### EXERCISE MATERIAL

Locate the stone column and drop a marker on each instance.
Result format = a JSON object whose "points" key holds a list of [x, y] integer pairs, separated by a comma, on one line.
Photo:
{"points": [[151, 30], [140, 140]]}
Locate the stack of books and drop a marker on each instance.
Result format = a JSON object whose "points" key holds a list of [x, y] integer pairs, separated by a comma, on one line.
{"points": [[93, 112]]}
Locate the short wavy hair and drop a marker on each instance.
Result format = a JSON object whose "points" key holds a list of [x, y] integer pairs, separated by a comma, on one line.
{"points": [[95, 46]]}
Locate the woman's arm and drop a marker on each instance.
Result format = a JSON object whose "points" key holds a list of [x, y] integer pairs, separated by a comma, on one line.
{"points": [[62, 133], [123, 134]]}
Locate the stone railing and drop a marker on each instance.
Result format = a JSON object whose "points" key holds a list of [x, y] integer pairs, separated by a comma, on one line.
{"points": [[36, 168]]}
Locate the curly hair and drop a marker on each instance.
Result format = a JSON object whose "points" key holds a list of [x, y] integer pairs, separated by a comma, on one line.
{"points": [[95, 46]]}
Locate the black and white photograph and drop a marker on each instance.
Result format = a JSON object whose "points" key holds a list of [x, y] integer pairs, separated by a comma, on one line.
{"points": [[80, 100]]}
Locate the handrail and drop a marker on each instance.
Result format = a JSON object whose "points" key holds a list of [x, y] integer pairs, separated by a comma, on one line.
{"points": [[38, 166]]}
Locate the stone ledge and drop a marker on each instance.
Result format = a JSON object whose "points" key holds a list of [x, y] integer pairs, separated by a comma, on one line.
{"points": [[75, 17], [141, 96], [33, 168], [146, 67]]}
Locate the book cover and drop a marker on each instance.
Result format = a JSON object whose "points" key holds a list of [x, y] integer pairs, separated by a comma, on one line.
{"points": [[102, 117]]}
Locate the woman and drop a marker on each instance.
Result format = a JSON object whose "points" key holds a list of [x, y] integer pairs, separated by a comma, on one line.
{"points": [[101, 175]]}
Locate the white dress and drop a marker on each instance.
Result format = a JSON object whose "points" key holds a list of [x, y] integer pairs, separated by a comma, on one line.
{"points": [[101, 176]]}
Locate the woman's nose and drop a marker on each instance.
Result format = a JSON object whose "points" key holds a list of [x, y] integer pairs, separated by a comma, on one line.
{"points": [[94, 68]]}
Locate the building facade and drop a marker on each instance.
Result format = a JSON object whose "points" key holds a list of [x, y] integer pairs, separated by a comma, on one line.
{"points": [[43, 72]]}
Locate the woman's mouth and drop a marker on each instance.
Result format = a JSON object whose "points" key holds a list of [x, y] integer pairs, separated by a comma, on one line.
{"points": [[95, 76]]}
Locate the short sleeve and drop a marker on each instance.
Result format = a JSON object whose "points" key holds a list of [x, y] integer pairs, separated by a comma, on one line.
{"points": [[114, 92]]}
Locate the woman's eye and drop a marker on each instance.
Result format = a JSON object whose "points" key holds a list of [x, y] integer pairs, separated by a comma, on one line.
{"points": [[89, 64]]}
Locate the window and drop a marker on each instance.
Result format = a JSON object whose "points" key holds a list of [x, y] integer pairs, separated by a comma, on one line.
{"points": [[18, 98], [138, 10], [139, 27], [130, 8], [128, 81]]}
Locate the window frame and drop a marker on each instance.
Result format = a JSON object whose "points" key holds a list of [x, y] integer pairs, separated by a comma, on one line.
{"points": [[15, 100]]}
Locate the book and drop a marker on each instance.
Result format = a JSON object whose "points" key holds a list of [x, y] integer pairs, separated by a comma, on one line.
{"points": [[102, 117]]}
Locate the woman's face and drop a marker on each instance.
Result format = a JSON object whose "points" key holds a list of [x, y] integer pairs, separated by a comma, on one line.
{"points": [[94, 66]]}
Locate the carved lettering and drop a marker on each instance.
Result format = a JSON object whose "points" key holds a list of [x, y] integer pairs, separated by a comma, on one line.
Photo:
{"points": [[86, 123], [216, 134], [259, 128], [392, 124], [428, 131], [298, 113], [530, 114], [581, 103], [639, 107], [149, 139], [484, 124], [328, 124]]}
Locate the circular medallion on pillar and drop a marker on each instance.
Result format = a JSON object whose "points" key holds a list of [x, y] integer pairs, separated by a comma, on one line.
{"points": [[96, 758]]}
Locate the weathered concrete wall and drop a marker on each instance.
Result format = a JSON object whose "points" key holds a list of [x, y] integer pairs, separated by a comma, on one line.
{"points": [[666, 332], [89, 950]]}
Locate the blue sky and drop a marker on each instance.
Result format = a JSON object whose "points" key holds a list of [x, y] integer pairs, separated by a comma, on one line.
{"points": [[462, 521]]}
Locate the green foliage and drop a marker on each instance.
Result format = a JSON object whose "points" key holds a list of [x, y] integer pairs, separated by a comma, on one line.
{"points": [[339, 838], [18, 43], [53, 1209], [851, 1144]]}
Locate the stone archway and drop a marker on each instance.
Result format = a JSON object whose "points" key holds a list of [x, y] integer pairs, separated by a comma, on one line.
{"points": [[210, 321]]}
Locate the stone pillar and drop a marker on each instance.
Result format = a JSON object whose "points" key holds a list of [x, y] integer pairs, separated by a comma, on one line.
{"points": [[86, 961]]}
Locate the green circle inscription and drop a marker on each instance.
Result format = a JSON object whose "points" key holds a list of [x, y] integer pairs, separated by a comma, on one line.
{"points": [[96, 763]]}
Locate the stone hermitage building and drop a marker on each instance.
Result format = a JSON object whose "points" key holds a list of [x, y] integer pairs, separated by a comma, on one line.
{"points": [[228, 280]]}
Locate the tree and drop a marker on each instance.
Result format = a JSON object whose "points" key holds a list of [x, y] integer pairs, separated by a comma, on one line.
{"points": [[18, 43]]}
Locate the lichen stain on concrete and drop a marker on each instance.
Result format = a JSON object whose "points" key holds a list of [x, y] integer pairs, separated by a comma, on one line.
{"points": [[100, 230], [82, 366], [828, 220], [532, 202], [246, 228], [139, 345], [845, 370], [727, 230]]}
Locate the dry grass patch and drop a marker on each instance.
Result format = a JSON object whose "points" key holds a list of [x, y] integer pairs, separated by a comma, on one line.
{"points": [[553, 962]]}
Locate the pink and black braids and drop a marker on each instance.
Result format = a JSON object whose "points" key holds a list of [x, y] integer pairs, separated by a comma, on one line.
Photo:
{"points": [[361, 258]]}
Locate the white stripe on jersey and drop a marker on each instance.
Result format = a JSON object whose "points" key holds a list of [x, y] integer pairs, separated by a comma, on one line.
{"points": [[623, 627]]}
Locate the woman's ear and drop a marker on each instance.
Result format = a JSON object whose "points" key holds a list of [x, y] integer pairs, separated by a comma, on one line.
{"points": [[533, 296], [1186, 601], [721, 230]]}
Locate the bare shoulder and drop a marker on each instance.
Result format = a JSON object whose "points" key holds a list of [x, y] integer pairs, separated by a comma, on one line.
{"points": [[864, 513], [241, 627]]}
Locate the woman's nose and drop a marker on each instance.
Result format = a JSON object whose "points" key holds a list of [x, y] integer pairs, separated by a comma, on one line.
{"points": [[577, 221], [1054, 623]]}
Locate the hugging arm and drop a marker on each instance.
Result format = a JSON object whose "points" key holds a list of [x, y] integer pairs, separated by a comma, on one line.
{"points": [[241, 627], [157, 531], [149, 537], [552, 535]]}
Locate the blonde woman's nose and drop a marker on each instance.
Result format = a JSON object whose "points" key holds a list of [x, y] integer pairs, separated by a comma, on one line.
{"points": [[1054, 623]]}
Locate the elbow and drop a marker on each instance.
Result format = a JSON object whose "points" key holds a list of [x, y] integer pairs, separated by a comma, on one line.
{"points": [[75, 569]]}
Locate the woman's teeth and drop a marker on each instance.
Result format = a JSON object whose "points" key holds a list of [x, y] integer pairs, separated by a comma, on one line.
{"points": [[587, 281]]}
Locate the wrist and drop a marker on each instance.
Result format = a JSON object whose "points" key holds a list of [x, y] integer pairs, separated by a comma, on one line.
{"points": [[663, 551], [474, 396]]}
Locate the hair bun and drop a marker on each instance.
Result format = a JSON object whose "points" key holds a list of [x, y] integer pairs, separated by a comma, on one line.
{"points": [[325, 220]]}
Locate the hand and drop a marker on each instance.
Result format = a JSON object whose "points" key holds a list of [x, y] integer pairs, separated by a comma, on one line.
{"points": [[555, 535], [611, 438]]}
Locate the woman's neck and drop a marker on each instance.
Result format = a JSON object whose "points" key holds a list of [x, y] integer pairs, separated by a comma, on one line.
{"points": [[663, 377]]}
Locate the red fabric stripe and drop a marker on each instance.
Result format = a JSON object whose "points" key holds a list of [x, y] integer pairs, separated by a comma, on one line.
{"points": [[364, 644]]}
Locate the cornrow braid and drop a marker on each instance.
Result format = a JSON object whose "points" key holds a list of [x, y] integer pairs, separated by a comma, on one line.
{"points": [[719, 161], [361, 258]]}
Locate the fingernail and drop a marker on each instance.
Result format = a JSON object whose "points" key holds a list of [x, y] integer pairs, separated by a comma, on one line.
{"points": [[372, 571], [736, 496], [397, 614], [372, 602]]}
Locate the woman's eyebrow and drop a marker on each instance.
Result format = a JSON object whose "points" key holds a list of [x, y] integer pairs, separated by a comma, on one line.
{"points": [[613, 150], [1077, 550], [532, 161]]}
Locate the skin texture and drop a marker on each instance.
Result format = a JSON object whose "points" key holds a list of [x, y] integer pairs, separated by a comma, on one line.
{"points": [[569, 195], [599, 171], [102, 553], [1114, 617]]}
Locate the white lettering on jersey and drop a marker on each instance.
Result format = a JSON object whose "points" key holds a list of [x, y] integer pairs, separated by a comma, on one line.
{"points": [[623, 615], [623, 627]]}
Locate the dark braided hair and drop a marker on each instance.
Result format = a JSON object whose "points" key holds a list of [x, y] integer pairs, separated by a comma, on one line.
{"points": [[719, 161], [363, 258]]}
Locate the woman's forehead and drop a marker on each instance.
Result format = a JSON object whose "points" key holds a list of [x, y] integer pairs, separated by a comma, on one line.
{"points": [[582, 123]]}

### JOB
Return, unchanged, each line from the line containing "Locate the woman's neck" through the last line of the material.

### ANSWER TO THIS TASK
Locate the woman's neck and drop a marker on each instance.
Result format = a JSON object whose "points" key holds a list of [x, y] integer pairs, separated by a comma, on one line.
{"points": [[663, 377]]}
Locate the red fabric stripe and drop a marker on each instance.
Result format = a JSON object whose "points" key holds a list of [x, y] integer pairs, separated by a comma, on one line.
{"points": [[364, 644]]}
Locate the cornrow braid and drop a marker on each instance.
Result format = a JSON object whose "points" key holds a list of [x, y] integer pairs, separated by a comma, on one line.
{"points": [[719, 161], [361, 258]]}
Locate the fingernail and drop a marker on each instance.
Result format = a JSON object whose "points" key holds a list of [x, y] integer pairs, separated by a comma, on one line.
{"points": [[372, 571], [736, 496], [397, 614], [372, 602]]}
Locate the woman's eyebrow and drop a marker on each instance.
Result format = a JSON object whose "points" key holds a list of [x, y] integer pairs, separated by a comma, on one line.
{"points": [[613, 150], [1077, 550], [532, 161]]}
Locate the skin texture and drop a marker on each instance.
Result format = a JSON object whose "points" key holds a list of [x, y] integer pairs, separated by a comma, on one line.
{"points": [[569, 195], [599, 171], [102, 553], [1114, 617]]}
Locate the white lettering on jersey and drop a marker on each instance.
Result format = a JSON object whose "points" key holds a list of [x, y] integer pairs, separated by a comma, on one line.
{"points": [[623, 615], [623, 627]]}
Locate the dark braided hair and drop a marker on each instance.
Result format = a JSON object whose "points" key holds a list of [x, y] integer pairs, separated by a comma, on one line.
{"points": [[719, 161], [363, 258]]}
Locate the woman's forehead and drop a marker on each instance.
Result format = a JSON object whose "points" key holds a list of [x, y] integer pairs, separated by a comma, on one line.
{"points": [[582, 123]]}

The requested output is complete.